这里我们堆叠3个LSTM层,使模型能学习高级时序表征。

前两层LSTM返回全部输出序列,但最后一层只返回输出序列最后一步,舍弃时序维度(将输入序列转化为单一向量)

stacked LSTM

from keras.models import Sequential
from keras.layers import LSTM, Dense
import numpy as np

data_dim = 16
timesteps = 8
num_classes = 10

# expected input data shape: (batch_size, timesteps, data_dim)
model = Sequential()
model.add(LSTM(32, return_sequences=True,
               input_shape=(timesteps, data_dim)))  # returns a sequence of vectors of dimension 32
model.add(LSTM(32, return_sequences=True))  # returns a sequence of vectors of dimension 32
model.add(LSTM(32))  # return a single vector of dimension 32
model.add(Dense(10, activation='softmax'))

model.compile(loss='categorical_crossentropy',
              optimizer='rmsprop',
              metrics=['accuracy'])

## 所给材料
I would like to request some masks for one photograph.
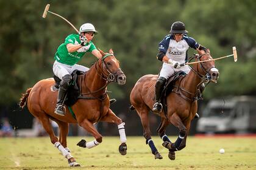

## 待完成任务
A) 请抄录摘录文本中自“model = Sequential()”起至“model.add(Dense(10, activation='softmax'))”止的部分，首尾两处均包括在内。
B) 请从介绍堆叠LSTM层的摘录文本结束之处接着续写。
上述材料与此处内容无关。

## 作答内容
A)
model = Sequential()
model.add(LSTM(32, return_sequences=True,
               input_shape=(timesteps, data_dim)))  # returns a sequence of vectors of dimension 32
model.add(LSTM(32, return_sequences=True))  # returns a sequence of vectors of dimension 32
model.add(LSTM(32))  # return a single vector of dimension 32
model.add(Dense(10, activation='softmax'))

B)
# Generate dummy training data
x_train = np.random.random((1000, timesteps, data_dim))
y_train = np.random.random((1000, num_classes))

# Generate dummy validation data
x_val = np.random.random((100, timesteps, data_dim))
y_val = np.random.random((100, num_classes))

model.fit(x_train, y_train,
          batch_size=64, epochs=5,
          validation_data=(x_val, y_val))

状态堆叠LSTM模型

状态循环模型是内部状态(记忆)由处理一批次样本后重复利用作为下一批次的初始状态得到。这使处理更长的序列并保持卷积复杂度可控成为可能。

from keras.models import Sequential
from keras.layers import LSTM, Dense
import numpy as np

data_dim = 16
timesteps = 8
num_classes = 10
batch_size = 32

# Expected input batch shape: (batch_size, timesteps, data_dim)
# Note that we have to provide the full batch_input_shape since the network is stateful.
# the sample of index i in batch k is the follow-up for the sample i in batch k-1.
model = Sequential()
model.add(LSTM(32, return_sequences=True, stateful=True,
               batch_input_shape=(batch_size, timesteps, data_dim)))
model.add(LSTM(32, return_sequences=True, stateful=True))
model.add(LSTM(32, stateful=True))
model.add(Dense(10, activation='softmax'))

model.compile(loss='categorical_crossentropy',
              optimizer='rmsprop',
              metrics=['accuracy'])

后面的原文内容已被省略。